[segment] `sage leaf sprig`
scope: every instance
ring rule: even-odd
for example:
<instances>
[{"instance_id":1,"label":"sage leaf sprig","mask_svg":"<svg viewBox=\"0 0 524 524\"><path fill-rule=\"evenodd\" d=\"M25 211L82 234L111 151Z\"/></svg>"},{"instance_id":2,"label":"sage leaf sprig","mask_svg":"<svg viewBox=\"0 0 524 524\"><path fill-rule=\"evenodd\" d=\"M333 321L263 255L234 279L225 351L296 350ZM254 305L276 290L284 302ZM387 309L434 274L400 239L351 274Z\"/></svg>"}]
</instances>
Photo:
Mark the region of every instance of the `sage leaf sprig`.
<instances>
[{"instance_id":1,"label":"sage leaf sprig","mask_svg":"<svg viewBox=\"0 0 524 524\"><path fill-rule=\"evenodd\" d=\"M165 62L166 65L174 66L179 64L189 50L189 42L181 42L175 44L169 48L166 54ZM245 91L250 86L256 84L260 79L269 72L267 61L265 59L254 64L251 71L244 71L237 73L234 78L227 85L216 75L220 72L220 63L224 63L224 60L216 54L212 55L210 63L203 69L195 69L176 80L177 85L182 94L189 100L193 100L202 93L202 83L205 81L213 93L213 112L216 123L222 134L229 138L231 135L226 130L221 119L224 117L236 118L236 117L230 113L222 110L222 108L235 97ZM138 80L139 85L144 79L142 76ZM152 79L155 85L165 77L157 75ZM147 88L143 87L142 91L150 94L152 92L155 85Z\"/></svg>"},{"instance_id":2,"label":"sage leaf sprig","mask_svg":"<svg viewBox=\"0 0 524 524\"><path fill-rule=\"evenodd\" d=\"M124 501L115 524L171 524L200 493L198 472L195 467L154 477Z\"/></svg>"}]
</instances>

****************

● EXERCISE
List each line of the data above that contains the word "every". Case counts.

● EXPECTED ANSWER
scope: every instance
Mark the region of every instance of the `sage leaf sprig`.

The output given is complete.